◆ **Text block**
My discussion addresses these questions, initially, in four novels by African-American
writers: Ishmael Reed's Mumbo Jumbo (1972), Toni Morrison's Song of
Solomon (1977), Alice Walker's The Color Purple (1983), and John Edgar
Wideman's Philadelphia Fire (1990). I argue that African-American writers situate
a memory of an African past within an African-American present, through a form of
historical memory which is sensitive not only to tradition, but also to the practice of
'possession'. This fluid form of memory, characteristic of a voodoo tradition, and
also, these writers suggest, of a diversity of African-American artforms, allows
knowledge of African tradition to be situated within the American present, but is
broadly denied by an American trend of forgetfulness toward the past, and devalued
by institutionalised racism. African-American texts present uses of language in
which the linguistic and the pre-linguistic realms are felt to be continuous with one
another, in response to an American language which is centrally occupied by the
fraught relationship between black and white Americans.

◆ **Written exercise A**
In one to three sentences, explain why the passage on African-American novels says these texts present language in which the linguistic and pre-linguistic realms feel continuous.
◆ **Written exercise B**
Please carry on the passage on African-American novels from the point where it stops.
None of the rows are needed.

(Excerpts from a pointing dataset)
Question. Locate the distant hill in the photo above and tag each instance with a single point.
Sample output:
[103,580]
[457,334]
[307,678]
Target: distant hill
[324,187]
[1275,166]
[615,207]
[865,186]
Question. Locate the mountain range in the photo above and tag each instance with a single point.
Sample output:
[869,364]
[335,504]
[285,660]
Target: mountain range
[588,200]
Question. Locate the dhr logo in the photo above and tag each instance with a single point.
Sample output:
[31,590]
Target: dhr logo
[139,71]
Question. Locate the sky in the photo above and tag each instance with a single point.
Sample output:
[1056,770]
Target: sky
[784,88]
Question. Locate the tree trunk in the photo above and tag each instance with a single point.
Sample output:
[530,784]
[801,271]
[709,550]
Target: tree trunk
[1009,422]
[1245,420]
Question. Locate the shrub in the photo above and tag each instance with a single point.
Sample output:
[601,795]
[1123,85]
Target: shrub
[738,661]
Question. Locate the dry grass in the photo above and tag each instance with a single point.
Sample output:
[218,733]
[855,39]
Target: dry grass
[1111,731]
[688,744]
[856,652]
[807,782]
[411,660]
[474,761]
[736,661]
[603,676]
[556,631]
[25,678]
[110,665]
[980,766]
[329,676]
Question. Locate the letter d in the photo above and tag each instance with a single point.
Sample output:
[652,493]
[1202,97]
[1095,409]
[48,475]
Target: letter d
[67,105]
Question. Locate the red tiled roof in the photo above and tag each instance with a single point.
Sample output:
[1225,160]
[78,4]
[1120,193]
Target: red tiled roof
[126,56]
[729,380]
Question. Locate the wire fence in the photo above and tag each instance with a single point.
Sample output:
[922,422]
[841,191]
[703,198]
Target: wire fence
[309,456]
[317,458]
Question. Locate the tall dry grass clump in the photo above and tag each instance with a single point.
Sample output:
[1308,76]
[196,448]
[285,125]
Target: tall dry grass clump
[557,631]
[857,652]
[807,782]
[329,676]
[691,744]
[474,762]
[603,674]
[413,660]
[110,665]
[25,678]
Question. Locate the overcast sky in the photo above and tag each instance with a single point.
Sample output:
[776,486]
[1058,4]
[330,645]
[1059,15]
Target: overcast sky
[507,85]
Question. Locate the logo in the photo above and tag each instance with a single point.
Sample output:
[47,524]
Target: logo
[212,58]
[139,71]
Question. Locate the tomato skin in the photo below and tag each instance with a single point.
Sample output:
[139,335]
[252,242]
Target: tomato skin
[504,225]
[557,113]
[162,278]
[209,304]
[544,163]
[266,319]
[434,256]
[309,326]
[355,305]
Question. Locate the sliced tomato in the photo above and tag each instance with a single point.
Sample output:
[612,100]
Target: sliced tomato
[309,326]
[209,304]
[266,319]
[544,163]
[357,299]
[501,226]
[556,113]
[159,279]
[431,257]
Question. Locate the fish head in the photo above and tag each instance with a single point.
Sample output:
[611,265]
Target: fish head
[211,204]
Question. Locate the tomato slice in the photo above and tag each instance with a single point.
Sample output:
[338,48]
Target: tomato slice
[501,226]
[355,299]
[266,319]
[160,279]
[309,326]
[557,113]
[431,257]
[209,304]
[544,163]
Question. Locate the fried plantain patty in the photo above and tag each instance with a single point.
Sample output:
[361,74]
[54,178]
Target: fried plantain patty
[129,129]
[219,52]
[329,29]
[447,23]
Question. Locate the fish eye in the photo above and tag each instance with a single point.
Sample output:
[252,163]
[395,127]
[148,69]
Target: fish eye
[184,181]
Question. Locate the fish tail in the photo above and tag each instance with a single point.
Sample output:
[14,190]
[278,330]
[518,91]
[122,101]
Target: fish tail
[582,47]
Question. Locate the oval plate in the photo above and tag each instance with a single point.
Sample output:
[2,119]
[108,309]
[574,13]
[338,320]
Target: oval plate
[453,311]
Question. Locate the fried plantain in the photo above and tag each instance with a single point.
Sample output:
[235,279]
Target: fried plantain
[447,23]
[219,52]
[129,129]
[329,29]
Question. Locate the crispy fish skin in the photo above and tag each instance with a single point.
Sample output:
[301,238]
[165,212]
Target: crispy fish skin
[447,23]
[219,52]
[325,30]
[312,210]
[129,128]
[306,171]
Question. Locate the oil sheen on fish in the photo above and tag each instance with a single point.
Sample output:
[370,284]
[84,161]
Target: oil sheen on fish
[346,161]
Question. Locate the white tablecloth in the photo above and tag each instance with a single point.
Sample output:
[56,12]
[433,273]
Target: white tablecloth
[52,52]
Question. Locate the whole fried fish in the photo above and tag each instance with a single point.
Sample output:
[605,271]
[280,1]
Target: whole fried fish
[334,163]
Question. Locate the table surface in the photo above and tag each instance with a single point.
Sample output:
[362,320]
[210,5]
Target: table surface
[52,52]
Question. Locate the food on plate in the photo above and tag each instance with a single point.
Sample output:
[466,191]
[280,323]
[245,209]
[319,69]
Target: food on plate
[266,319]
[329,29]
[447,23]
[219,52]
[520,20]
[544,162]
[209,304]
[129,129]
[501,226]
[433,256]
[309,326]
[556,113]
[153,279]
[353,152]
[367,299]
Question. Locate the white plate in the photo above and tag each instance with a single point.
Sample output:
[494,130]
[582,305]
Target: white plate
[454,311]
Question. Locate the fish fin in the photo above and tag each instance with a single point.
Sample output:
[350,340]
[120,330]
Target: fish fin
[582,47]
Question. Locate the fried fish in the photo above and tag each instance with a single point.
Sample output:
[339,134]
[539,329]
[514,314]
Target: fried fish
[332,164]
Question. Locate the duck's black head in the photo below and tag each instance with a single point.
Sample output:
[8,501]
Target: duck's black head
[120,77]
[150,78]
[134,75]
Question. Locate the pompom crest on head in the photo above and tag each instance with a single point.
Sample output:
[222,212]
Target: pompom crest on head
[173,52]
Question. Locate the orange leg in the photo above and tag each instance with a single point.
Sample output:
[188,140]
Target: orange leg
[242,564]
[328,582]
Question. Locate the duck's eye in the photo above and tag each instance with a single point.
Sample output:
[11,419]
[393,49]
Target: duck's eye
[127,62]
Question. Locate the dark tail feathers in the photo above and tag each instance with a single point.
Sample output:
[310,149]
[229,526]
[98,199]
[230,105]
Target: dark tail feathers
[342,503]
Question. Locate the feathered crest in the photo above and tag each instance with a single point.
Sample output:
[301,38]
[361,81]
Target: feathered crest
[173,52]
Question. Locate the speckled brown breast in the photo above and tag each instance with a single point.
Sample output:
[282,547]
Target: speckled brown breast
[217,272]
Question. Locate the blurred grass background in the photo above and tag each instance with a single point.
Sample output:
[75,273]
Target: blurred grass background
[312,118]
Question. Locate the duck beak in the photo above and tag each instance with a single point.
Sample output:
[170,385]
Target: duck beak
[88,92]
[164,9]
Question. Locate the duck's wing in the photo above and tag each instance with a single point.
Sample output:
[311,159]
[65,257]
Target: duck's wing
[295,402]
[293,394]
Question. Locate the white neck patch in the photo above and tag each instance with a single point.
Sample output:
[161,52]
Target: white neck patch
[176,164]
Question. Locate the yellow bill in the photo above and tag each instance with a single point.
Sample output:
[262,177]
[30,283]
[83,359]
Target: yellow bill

◆ **Output A**
The passage says African-American texts use language this way in response to an American language that is centrally occupied by the fraught relationship between black and white Americans.

◆ **Output B**
The second half of this study examines the memory of Africa in three Black British
works, including Caryl Phillips's Crossing the River (1991), S.1. Martin's
Incomparable World (1996), and Bernardine Evaristo's Lara (1997). I suggest here
that Black British authors employ the cultural memory of Africa not as an
inheritance which is connected to a known 'tradition', but as one of a diverse
number of inheritances which are negotiated as part of the process of situating
identity as flexible, individual, and unfinished. The memory of Africa is figured as
frozen in the past, along with a range of other cultural inheritances, which are taken
up and redramatised in the present as part of an attempt to recover the inherent
diversity at the heart of an oppressive British fiction of linearity, and of uniform
'whiteness'. Where Britain, historically, has been silent on Britain's black presence,
Black British writers simply speak into that silence.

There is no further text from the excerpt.